DIRECTIVE 1 >> In the brake pad thread, which seller did VWGolfA4 order the pads from?

--- Start of SOURCE EXTRACT ---

That means nothing. There are different compositions of pads meant for different uses.
HPS are fine for daily driving. Mine have never made a squeek. But I knew to grease the back of the pad, and bed them in properly.


----------



## ctuagent117 (Oct 4, 2005)

Mine hardly ever squeak,
i never greased, or did anything to my HPS, however, i religiously followed the isntructions on the back to the last word.


----------



## VWGolfA4 (Apr 5, 2000)

*Re: (ctuagent117)*

I didnt do anything special when I had them install on the rear. They never made any noise. I did the same with the fronts and they sqeal like a pig.


----------



## ctuagent117 (Oct 4, 2005)

did you bed them in or just drive? if you didn't bed them in i bet thats the problem. 
they had instructions, mine even had it in red, and read 'Read before driving.'


----------



## VWGolfA4 (Apr 5, 2000)

*Re: (ctuagent117)*

I didnt see anything like that at all. I dont remember if it was on the box or on the pad itself but there were no instructions at all. The box was opened it wasnt sealed I know that. Ordered it from ECS. The rotors were sealed and had rust on them, I wasnt inpressed at all. The last time I ordered from them the rear rotors were perfect, no rust at all.


----------



## ctuagent117 (Oct 4, 2005)

At work, alot of our rotors rust from just sitting there, after we touch them.
The back of the HPS pads have instructions on them, they stress them, and make every attempt to have you read them, even on there website, they stress the importance of bedding their pads in correctly


----------



## 95GolfIIIGL (Jul 7, 2005)

--- End of SOURCE EXTRACT ---

DIRECTIVE 2 >> Can you reproduce the stretch of rows from the very first row through the line containing "[289,42,339,58]", switching "Integer pixel boxes" to "Integer-valued boxes" and leaving everything else the same?

--- Start of EXCERPTED DATA ---

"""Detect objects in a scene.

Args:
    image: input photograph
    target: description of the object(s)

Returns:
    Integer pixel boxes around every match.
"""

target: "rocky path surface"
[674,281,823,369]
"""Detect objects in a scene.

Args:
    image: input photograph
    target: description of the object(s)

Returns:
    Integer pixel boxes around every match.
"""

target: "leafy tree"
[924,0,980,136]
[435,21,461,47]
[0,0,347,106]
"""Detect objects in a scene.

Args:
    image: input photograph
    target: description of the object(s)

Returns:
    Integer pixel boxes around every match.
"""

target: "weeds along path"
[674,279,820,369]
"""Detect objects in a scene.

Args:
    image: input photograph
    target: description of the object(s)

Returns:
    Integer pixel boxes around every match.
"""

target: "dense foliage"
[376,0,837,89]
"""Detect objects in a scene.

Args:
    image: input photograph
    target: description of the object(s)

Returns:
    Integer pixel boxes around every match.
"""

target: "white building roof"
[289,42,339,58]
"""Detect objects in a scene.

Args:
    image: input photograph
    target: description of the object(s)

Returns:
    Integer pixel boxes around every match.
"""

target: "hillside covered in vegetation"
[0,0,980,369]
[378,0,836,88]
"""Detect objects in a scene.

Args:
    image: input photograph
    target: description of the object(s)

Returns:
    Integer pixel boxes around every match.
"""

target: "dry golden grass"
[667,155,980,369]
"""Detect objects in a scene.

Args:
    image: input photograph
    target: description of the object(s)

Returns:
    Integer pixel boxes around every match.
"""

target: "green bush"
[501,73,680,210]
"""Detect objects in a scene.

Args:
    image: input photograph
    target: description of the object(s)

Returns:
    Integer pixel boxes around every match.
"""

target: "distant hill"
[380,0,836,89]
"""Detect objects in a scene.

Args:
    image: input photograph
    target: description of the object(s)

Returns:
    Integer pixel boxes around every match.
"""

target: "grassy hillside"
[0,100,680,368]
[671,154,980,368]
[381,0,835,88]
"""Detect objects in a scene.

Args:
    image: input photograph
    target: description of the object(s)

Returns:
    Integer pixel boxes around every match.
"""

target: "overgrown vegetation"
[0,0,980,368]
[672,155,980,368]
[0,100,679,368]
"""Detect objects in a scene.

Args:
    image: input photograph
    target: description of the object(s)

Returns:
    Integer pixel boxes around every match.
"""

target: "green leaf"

--- End of EXCERPTED DATA ---

PROBLEM SOLUTION 1 >> ECS

PROBLEM SOLUTION 2 >>
"""Detect objects in a scene.

Args:
    image: input photograph
    target: description of the object(s)

Returns:
    Integer-valued boxes around every match.
"""

target: "rocky path surface"
[674,281,823,369]
"""Detect objects in a scene.

Args:
    image: input photograph
    target: description of the object(s)

Returns:
    Integer-valued boxes around every match.
"""

target: "leafy tree"
[924,0,980,136]
[435,21,461,47]
[0,0,347,106]
"""Detect objects in a scene.

Args:
    image: input photograph
    target: description of the object(s)

Returns:
    Integer-valued boxes around every match.
"""

target: "weeds along path"
[674,279,820,369]
"""Detect objects in a scene.

Args:
    image: input photograph
    target: description of the object(s)

Returns:
    Integer-valued boxes around every match.
"""

target: "dense foliage"
[376,0,837,89]
"""Detect objects in a scene.

Args:
    image: input photograph
    target: description of the object(s)

Returns:
    Integer-valued boxes around every match.
"""

target: "white building roof"
[289,42,339,58]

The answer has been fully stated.